▸ **What you should do**
Update the records below by replacing every "one per line" with "each on its own line". Leave everything else unchanged.

Start of Records for processing

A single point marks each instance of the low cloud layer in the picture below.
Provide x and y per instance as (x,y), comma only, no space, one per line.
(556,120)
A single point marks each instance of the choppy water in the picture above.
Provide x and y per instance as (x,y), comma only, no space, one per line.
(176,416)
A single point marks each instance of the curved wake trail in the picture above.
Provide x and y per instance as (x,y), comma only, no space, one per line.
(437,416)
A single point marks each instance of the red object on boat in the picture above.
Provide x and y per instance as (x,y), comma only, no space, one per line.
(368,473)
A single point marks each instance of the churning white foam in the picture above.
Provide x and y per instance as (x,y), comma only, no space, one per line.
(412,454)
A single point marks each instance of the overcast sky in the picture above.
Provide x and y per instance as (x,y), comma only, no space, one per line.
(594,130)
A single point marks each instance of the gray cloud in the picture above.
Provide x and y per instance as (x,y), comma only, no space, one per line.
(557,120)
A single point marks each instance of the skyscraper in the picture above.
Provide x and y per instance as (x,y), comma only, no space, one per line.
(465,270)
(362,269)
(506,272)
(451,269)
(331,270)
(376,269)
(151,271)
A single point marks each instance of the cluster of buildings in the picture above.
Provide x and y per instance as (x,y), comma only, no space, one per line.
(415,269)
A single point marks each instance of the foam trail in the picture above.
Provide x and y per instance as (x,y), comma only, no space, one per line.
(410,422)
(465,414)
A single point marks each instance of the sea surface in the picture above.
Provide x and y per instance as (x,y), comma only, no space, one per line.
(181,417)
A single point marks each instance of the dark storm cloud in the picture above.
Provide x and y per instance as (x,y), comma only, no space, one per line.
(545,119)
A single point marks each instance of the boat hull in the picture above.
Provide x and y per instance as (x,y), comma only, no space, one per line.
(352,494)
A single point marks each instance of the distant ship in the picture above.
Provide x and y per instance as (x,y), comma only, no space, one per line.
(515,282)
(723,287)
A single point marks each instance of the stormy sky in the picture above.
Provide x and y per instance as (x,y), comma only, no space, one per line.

End of Records for processing

▸ **Exercise response**
A single point marks each instance of the low cloud layer in the picture below.
Provide x and y per instance as (x,y), comma only, no space, each on its own line.
(556,120)
A single point marks each instance of the choppy water in the picture above.
Provide x and y per instance as (x,y), comma only, no space, each on its own line.
(176,416)
A single point marks each instance of the curved wake trail in the picture above.
Provide x and y per instance as (x,y), comma only, no space, each on its own line.
(437,416)
A single point marks each instance of the red object on boat in the picture above.
Provide x and y per instance as (x,y), comma only, no space, each on its own line.
(368,473)
A single point marks each instance of the churning white foam in the picture above.
Provide x and y per instance as (x,y), comma only, no space, each on its own line.
(412,454)
A single point marks each instance of the overcast sky in the picture above.
Provide x and y per instance as (x,y), comma only, no space, each on its own line.
(594,130)
A single point marks each instance of the gray cloud in the picture above.
Provide x and y per instance as (x,y), comma only, no space, each on its own line.
(557,120)
A single point marks each instance of the skyscraper in the picture above.
Provide x and y per instance as (x,y), comma only, no space, each on its own line.
(465,270)
(362,269)
(506,272)
(451,269)
(331,270)
(376,269)
(151,271)
A single point marks each instance of the cluster of buildings in the picture above.
Provide x and y per instance as (x,y), comma only, no space, each on its own line.
(415,269)
A single point marks each instance of the foam trail in the picture above.
Provide x and y per instance as (x,y), comma only, no space, each on its own line.
(410,422)
(465,414)
A single point marks each instance of the sea surface in the picture above.
Provide x and y per instance as (x,y), comma only, no space, each on its own line.
(181,417)
A single point marks each instance of the dark storm cloud in the picture above.
Provide x and y per instance as (x,y), comma only, no space, each on its own line.
(545,119)
A single point marks each instance of the boat hull in the picture above.
Provide x and y per instance as (x,y), comma only, no space, each on its own line.
(352,494)
A single point marks each instance of the distant ship in the picture above.
Provide x and y per instance as (x,y), comma only, no space, each on its own line.
(515,282)
(723,287)
A single point marks each instance of the stormy sky in the picture above.
Provide x and y per instance as (x,y), comma only, no space, each on its own line.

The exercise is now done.